--- BEGIN Provided passage ---
Jijo K. Mathew¹, Jairaj Desai¹, Rahul Suryakant Sakhare¹, Jeremy Hunter², Darcy M. Bullock¹
¹Lyles School of Civil and Construction Engineering, Purdue University, West Lafayette, IN, USA.
²Indiana Department of Transportation, Indianapolis, IN, USA.
DOI: 10.4236/jtts.2025.151001 PDF HTML XML 86 Downloads 574 Views

Abstract

Pavement condition monitoring and its timely maintenance is necessary to ensure the safety and quality of the roadway infrastructure. The International Roughness Index (IRI) is a commonly used measure to quantify road surface roughness and is a critical input to asset management. In Indiana, the IRI statistic contributes to roughly half of the pavement quality index computation used for asset management. Most agencies inventory IRI once a year, however, pavement conditions vary much more frequently. The objective of this paper is to develop a framework using crowdsourced connected vehicle data to identify and detect temporal changes in IRI. Over 3 billion connected vehicle records in Indiana were analyzed across 30 months between 2022 and 2024 to understand the spatiotemporal variations in roughness. Annual comparisons across all major interstates in Indiana showed the miles of interstates classified as “Good” decreased from 1896 to 1661 miles between 2022 and 2024. The miles of interstate classified as “Needs Maintenance” increased from 82 to 120 miles. A detailed case study showing monthly and daily changes of estimated IRI on I-65 are presented along with supporting dashcam images. Although the crowdsourced IRI estimates are not as robust as traditional specialized pavement profilers, they can be obtained on a monthly, weekly, or even daily basis. The paper concludes by suggesting a combination of frequent crowdsourced IRI and commercially available dashcam imagery of roadway can provide an agile and responsive mechanism for agencies to implement pavement asset management programs that can complement existing annual programs.
--- END Provided passage ---
--- BEGIN Dataset excerpt ---
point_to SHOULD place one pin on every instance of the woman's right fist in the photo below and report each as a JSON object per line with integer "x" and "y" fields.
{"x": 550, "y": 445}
--- END Dataset excerpt ---
Goal>
Extract the passage of the pavement roughness text from "Jijo K. Mathew¹, Jairaj" to "Lafayette, IN, USA.", copying it word for word. The data here was taken from a different source than the pavement roughness text.

Result of this task>
Jijo K. Mathew¹, Jairaj Desai¹, Rahul Suryakant Sakhare¹, Jeremy Hunter², Darcy M. Bullock¹
¹Lyles School of Civil and Construction Engineering, Purdue University, West Lafayette, IN, USA.